DOCUMENT PASSAGE |
----

In this Sunday’s second reading, we will hear St. Paul speak about freedom. “For freedom, Christ set us free; so stand firm and do not submit again to the yoke of slavery…For you were called to freedom, brothers and sisters” (Gal 5). In Christ, we are free! When we first hear this, it may not mean much. But, when we contrast life in Christ and His Spirit against life in the flesh (as St. Paul does later in the reading), it means everything.
This might hit home most with people when it comes to living chastity (sexual purity). The greatest example of slavery to sin in the modern world is pornography. Priests have said for many years now that pornography is the most confessed sin. Marriages are being ruined, families are being destroyed, and careers are being lost to the addiction and slavery of pornography. And, kids have the target audience of those in the pornographic industry. Their thinking is that if they get them at a young age, they get them for life. A few years ago, the parents of a 9-year-old boy came to me, horrified that their son and his friends had been looking at pornography. 9 years old! When I speak to young people, particularly young men, about pornography, I tell them that this is what happens: that no one starts with pornography as a teenager (or younger) thinking they’ll do it for the rest of their life, but that’s often what happens.

----

EXERCISES |
[a] According to the reflection on freedom, why do people in the pornographic industry target kids?
[b] In the reflection on freedom, swap "St. Paul" for "the Apostle Paul" and write out the passage from "In this Sunday’s" up to and including "it means everything.".
[c] Extend the reflection on freedom by continuing it from its last sentence.

SUPPLIED DATA |

----

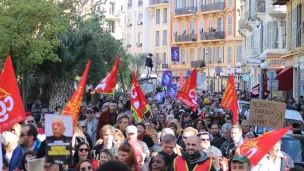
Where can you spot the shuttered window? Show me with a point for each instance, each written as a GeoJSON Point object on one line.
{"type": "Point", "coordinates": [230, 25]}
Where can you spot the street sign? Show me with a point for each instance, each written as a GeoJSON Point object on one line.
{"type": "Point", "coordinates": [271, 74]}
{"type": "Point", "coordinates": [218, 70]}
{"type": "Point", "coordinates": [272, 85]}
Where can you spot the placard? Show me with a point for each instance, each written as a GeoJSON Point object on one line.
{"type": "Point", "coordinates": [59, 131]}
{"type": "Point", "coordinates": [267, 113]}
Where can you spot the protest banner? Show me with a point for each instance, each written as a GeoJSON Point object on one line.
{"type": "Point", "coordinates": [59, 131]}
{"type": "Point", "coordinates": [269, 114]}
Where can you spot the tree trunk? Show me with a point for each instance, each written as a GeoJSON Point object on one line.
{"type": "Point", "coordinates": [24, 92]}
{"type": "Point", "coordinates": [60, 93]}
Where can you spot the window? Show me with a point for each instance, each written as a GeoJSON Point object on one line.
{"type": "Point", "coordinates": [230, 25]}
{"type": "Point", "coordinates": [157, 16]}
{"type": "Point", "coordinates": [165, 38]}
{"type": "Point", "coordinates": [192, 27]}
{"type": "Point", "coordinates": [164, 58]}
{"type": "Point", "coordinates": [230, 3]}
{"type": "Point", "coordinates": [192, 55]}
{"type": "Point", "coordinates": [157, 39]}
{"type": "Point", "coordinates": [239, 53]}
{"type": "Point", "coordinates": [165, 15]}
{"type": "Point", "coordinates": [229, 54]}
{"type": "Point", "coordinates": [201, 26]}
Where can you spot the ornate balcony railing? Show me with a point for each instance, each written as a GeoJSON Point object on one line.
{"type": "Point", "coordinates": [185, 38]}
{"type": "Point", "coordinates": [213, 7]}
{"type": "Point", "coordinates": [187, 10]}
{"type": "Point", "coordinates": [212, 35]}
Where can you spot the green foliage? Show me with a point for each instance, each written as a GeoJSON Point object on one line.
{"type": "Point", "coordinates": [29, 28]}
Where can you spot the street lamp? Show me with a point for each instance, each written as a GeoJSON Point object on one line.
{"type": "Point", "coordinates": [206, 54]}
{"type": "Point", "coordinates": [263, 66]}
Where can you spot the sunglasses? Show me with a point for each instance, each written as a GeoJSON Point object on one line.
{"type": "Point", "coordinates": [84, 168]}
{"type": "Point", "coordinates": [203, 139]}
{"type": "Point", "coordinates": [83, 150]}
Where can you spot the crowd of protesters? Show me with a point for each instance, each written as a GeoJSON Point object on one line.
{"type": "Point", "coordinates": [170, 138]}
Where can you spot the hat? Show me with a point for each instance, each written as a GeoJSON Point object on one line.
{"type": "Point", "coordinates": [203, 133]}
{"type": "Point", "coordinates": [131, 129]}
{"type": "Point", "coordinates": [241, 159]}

----

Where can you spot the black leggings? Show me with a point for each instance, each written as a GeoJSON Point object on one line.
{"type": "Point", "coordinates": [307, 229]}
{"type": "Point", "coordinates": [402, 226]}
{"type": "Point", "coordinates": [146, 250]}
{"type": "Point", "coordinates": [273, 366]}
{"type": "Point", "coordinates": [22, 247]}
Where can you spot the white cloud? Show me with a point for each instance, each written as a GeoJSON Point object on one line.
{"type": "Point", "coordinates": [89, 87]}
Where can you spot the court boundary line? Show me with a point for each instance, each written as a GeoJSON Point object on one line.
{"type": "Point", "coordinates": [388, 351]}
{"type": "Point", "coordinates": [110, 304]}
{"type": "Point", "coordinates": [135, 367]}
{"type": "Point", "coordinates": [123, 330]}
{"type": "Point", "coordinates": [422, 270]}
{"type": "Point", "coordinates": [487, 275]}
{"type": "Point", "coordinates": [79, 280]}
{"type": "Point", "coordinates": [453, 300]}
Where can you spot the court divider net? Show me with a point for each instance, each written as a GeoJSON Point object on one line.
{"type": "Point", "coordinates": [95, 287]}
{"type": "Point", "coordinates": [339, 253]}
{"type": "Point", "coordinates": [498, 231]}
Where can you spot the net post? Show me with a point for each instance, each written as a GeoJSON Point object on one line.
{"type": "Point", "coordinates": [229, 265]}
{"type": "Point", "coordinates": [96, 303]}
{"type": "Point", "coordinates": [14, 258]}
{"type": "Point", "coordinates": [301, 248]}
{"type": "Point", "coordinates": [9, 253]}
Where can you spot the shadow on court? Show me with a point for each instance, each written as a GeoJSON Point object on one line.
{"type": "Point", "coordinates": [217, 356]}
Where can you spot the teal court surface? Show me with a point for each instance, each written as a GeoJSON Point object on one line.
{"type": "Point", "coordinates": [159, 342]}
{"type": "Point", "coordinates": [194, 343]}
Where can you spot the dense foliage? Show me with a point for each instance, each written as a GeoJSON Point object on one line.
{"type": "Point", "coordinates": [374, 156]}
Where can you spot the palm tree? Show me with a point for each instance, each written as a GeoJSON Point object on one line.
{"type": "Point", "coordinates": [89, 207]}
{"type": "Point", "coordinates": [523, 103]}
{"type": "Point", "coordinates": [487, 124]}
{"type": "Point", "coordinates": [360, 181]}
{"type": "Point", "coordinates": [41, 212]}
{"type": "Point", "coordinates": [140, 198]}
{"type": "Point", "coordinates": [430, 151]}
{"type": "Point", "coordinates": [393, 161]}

----

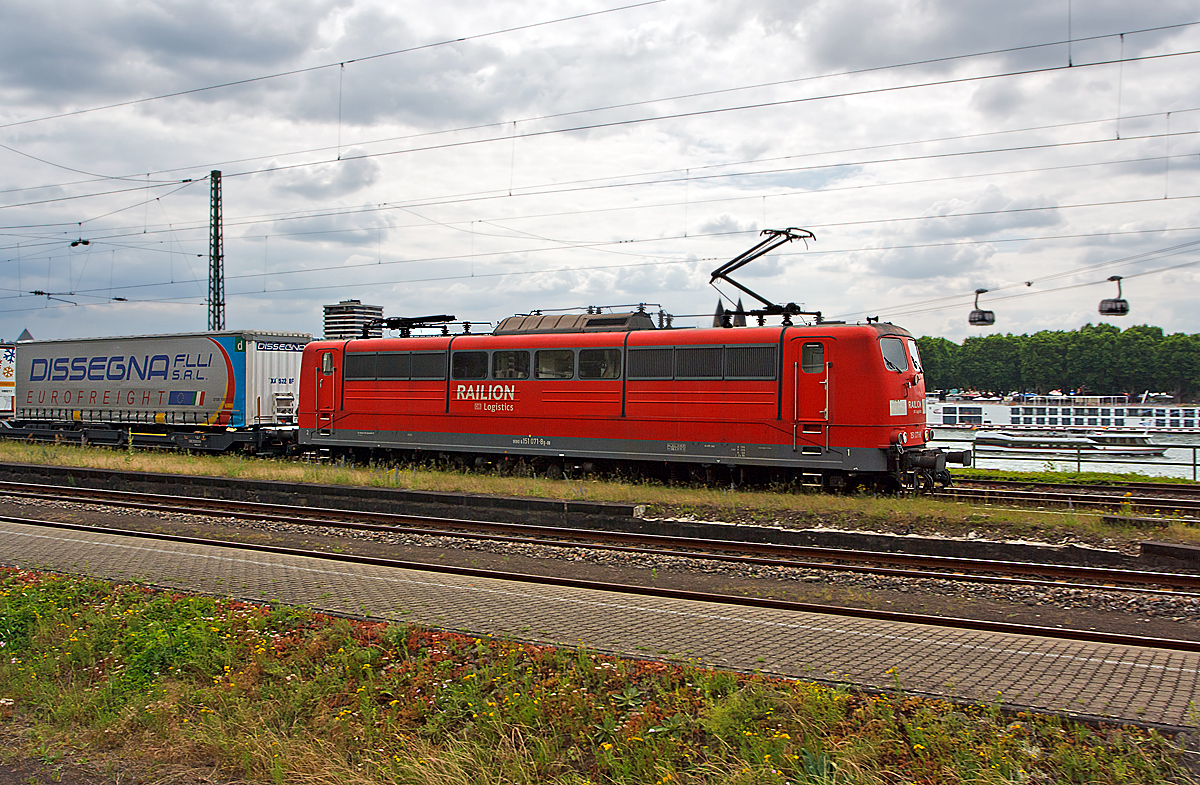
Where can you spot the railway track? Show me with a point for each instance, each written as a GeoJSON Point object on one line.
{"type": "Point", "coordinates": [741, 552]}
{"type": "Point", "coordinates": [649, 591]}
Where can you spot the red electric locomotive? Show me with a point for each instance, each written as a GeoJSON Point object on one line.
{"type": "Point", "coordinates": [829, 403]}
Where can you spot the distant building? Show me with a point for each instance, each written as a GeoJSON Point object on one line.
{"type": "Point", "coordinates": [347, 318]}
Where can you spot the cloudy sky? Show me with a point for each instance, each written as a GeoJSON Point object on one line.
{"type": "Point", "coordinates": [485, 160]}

----

TASK-BY-TASK RESULTS |
[a] They think that if they get kids at a young age, they get them for life.

[b]
In this Sunday’s second reading, we will hear the Apostle Paul speak about freedom. “For freedom, Christ set us free; so stand firm and do not submit again to the yoke of slavery…For you were called to freedom, brothers and sisters” (Gal 5). In Christ, we are free! When we first hear this, it may not mean much. But, when we contrast life in Christ and His Spirit against life in the flesh (as the Apostle Paul does later in the reading), it means everything.

[c]
What is the solution to the problem of the vice of unchastity, particularly pornography? The Grace of Jesus Christ, particularly in the Eucharist and Confession. I tell these same young people that a regular confession can root out the ugly habits of pornography and masturbation. To live in the Grace of Christ means to live in the Spirit. It means to live in freedom! For those who have agonized for so long in the slavery of unchastity, the freedom of chastity is refreshing and life-changing.
How bad is the problem of pornography? The following interview from Zenit.org gives us a sense. To view the full (part 1 of the) interview, please click on today’s title.
Interview With Psychotherapist Peter Kleponis
…In this interview with ZENIT, (Peter Kleponis, a Catholic psychotherapist who specializes in marriage and family therapy) speaks more about the nature of the pornography problem, its causes, and how to address it on the personal and societal levels...
ZENIT: What are the latest statistics on the prevalence of pornography use today?
Kleponis: The prevalence is huge, and even the statistics that we have are underestimates, because this is something that is going on late at night in the privacy of people's homes, so we really don't know how serious it is.
What we do know is that it is a $97 billion industry, and $13 billion of that comes from the United States. Also, looking at the sheer number of pornographic Web sites, we see that it's huge.
ZENIT: How does this use compare between men and women?
Kleponis: Currently about 83% of pornography addicts are men, and 17% are women.
For women, it's the chat rooms rather than the visual pornography that they're looking at.
Men and women are wired differently. Men are visually stimulated.
When a man looks at a pornographic image, there is a chemical reaction going on in the brain. Dopamine is released, there is euphoria, and, when combined with sexual arousal and orgasm, it becomes what I call the "perfect recipe" for an addiction. Thus they're going to be more attracted to the pictures and videos.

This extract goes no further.